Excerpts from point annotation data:
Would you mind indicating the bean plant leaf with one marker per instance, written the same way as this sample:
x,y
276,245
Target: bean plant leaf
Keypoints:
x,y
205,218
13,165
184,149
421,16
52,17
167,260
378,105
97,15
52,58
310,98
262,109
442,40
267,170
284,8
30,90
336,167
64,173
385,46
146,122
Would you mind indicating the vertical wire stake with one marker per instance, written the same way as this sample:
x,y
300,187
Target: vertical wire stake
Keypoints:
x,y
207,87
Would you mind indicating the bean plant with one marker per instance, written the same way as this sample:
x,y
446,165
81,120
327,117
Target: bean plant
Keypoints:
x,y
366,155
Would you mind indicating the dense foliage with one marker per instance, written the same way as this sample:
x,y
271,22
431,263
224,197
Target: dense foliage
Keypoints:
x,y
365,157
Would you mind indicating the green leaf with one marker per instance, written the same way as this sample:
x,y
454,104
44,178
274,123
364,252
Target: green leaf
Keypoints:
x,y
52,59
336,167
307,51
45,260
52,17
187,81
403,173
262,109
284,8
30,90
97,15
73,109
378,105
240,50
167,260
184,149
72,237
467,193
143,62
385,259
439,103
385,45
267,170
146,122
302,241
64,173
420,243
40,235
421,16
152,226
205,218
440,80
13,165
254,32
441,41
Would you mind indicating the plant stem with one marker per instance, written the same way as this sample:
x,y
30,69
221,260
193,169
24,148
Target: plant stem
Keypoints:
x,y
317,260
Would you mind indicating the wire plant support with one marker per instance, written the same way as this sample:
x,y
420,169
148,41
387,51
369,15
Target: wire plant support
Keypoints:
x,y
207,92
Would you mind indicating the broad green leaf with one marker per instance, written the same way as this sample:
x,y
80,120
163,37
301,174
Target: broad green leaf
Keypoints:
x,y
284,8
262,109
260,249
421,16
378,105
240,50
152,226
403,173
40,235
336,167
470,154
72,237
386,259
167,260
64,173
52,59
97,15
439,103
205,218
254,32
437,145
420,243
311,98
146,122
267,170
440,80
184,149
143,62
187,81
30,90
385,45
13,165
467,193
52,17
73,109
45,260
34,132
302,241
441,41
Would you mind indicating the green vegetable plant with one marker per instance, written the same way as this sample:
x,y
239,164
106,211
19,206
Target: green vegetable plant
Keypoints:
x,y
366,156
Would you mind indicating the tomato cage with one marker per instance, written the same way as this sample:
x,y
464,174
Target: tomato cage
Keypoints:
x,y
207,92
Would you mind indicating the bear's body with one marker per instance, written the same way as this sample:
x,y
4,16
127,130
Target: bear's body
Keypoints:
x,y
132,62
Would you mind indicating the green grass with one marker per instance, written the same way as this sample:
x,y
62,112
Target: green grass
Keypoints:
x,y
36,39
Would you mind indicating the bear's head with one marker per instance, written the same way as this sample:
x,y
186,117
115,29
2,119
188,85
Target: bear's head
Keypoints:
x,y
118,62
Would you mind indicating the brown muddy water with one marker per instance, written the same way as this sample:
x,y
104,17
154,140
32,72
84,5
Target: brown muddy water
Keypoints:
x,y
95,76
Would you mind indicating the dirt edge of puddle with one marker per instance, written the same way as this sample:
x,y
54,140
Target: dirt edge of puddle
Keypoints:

> What you have to do:
Can you rewrite all of the records above so that "Keypoints" becomes "Marked points" and nothing else changes?

> Solved exercise:
Would you mind indicating the bean plant leaf with one marker per instance, written the same way as this sample:
x,y
276,245
Target: bean plant leaf
Marked points:
x,y
205,218
13,165
184,149
421,16
52,17
167,260
378,105
97,15
52,58
310,98
262,109
442,40
267,170
284,8
30,90
336,167
64,173
385,46
146,122
Would you mind indicating the vertical wire stake with one marker per instance, written the same way as this sample:
x,y
300,187
Target: vertical wire stake
Marked points:
x,y
207,87
Would you mind indicating the bean plant with one marker per instance, written the same way as this sample:
x,y
446,165
81,120
327,117
Target: bean plant
Marked points:
x,y
366,155
Would you mind indicating the dense foliage with one marker per instance, written the same way as this sample:
x,y
271,22
431,263
224,197
Target: dense foliage
Marked points:
x,y
365,157
Would you mind indicating the green leaf with one marker per instance, written the same way as this sample:
x,y
454,104
44,178
274,123
364,252
Target: green leaf
Marked points:
x,y
52,59
336,167
307,51
45,260
52,17
187,81
403,173
262,109
284,8
30,90
97,15
73,109
378,105
240,50
167,260
184,149
72,237
467,193
143,62
385,259
439,103
385,45
267,170
146,122
302,241
64,173
420,243
40,235
421,16
152,226
205,218
440,80
13,165
254,32
441,41
Would you mind indicating the plant stem with one marker per instance, written the same way as this sample:
x,y
30,69
221,260
193,169
24,148
Target: plant stem
Marked points:
x,y
317,260
Would you mind indicating the wire plant support with one marker per instance, written the same way as this sample:
x,y
420,169
148,41
387,51
369,15
Target: wire plant support
Marked points:
x,y
207,92
Would you mind indicating the broad green leaf with one marker per instance, written the same way as this sample:
x,y
80,120
163,37
301,174
Target: broad green leaf
Marked points:
x,y
284,8
262,109
260,249
421,16
378,105
240,50
152,226
403,173
40,235
336,167
470,154
72,237
386,259
167,260
64,173
52,59
97,15
439,103
205,218
254,32
437,145
420,243
311,98
146,122
267,170
440,80
184,149
143,62
187,81
30,90
385,45
13,165
467,193
52,17
73,109
45,260
34,132
302,241
441,41
Would you mind indicating the green vegetable plant with one marker per instance, written the same way as this sample:
x,y
239,164
106,211
19,206
Target: green vegetable plant
Marked points:
x,y
366,156
Would you mind indicating the tomato cage with one marker per instance, written the same way as this sample:
x,y
464,174
Target: tomato cage
Marked points:
x,y
207,92
Would you mind indicating the bear's body with one marker per instance, written the same way as this sample:
x,y
4,16
127,130
Target: bear's body
Marked points:
x,y
132,62
Would you mind indicating the green grass with one marker per instance, written the same way as this sample:
x,y
62,112
Target: green grass
Marked points:
x,y
36,39
Would you mind indicating the bear's head with one marker per instance, written the same way as this sample:
x,y
186,117
115,29
2,119
188,85
Target: bear's head
Marked points:
x,y
118,62
Would you mind indicating the brown muddy water with one marker per instance, written the same way as this sample:
x,y
104,17
154,140
32,72
84,5
Target: brown muddy water
Marked points:
x,y
95,76
Would you mind indicating the dirt edge of puddle with one marker per instance, written the same way as this sample:
x,y
54,140
Target: dirt edge of puddle
Marked points:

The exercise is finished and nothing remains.